● Exercise
Give all of the records again. Match them exactly.

-- Opening Marker --

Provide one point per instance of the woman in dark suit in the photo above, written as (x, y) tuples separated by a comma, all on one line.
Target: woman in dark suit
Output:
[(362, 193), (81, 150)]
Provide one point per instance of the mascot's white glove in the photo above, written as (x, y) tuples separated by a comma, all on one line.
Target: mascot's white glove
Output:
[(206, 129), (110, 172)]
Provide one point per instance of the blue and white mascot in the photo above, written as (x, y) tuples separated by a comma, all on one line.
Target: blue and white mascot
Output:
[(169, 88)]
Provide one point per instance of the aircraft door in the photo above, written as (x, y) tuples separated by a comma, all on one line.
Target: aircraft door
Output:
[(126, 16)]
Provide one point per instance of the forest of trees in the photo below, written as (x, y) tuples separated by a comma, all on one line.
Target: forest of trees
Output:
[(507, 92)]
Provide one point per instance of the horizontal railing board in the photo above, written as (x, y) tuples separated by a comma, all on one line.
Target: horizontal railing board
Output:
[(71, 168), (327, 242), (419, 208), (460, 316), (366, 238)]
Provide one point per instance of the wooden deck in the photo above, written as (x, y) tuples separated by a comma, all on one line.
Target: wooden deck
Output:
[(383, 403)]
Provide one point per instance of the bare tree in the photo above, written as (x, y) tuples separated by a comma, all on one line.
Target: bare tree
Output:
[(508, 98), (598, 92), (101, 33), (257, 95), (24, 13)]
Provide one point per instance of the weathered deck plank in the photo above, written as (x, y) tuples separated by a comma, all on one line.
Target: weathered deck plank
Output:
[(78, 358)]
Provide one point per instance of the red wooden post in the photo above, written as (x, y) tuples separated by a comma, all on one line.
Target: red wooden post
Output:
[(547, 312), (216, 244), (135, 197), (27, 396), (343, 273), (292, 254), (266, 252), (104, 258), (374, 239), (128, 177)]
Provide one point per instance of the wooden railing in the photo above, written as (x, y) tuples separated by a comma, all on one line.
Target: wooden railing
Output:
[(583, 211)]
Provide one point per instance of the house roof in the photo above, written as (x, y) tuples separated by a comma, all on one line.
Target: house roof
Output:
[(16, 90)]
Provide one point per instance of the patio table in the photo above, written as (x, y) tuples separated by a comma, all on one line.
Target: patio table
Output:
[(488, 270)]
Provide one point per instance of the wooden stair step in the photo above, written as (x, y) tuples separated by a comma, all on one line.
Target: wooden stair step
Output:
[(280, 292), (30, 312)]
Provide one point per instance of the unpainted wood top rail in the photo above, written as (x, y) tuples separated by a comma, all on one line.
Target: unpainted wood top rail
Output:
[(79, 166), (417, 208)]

-- Closing Marker --

● Problem solution
Provide one point per instance of the woman in dark suit in the photo above, written as (x, y) tuples separated by a comma, all on one line.
Target: woman in dark suit
Output:
[(362, 193), (81, 150)]
Provide one point per instance of the mascot's white glove in the photo above, written as (x, y) tuples separated by a comma, all on one line.
Target: mascot's white glove
Output:
[(206, 129), (110, 172)]
Provide one point per instance of the blue and white mascot in the photo above, written as (x, y) tuples separated by a comma, all on one line.
Target: blue and white mascot
Output:
[(169, 88)]
Provide one point per instance of the aircraft door in the photo above, written as (x, y) tuples separated by a comma, all on one line.
Target: aircraft door
Output:
[(126, 16)]
Provide one point per instance of the forest of trees in the photo below, written as (x, y) tuples separated by a comma, all on one line.
Target: forest of trees
Output:
[(507, 92)]
Provide one point per instance of the horizontal railing board in the photo above, written as (x, y) tuples separated by a comma, all on one line.
Target: horizontal railing board
Output:
[(71, 168), (327, 242), (419, 208), (460, 316), (366, 238)]
Provide one point per instance of the wooden deck in the photo above, written as (x, y) tuples separated by a comma, all on one line.
Target: wooden deck
Output:
[(383, 403)]
Provide one point per instance of the bare tree in the photo above, written as (x, y) tuples separated by a comma, all on one line.
Target: bare tree
Output:
[(508, 98), (598, 92), (101, 33), (257, 95), (24, 13)]
Provide one point per instance of the weathered deck plank in the photo above, written as (x, y) tuples separated by a comma, all on one line.
Target: weathered deck plank
Output:
[(78, 358)]
Provide one point per instance of the red wooden post in the photo above, written as (x, y) tuples separated by a comma, all on one line.
Target: red wooden post
Output:
[(547, 312), (216, 244), (135, 197), (27, 396), (343, 273), (292, 254), (266, 252), (104, 258), (374, 239), (128, 177)]
Provide one point per instance of the wooden railing in the photo above, written as (x, y) tuples separated by a comma, all on one line.
Target: wooden railing
Output:
[(583, 211)]
Provide one point per instance of the house roof in the photo above, written as (x, y) tuples separated by a comma, all on one line.
Target: house roof
Output:
[(16, 90)]
Provide one point per instance of the patio table in the photo above, written as (x, y) tuples separated by a comma, all on one line.
Target: patio table
Output:
[(488, 270)]
Provide one point per instance of the wooden stair step in the photo above, written as (x, y) tuples separated by a comma, all on one line.
Target: wooden stair step
Output:
[(280, 292), (30, 312)]
Provide one point per instance of the unpainted wood top rail in the photo above, written as (x, y) tuples separated by a comma, all on one line.
Target: unpainted wood top rail
Output:
[(79, 166), (417, 208)]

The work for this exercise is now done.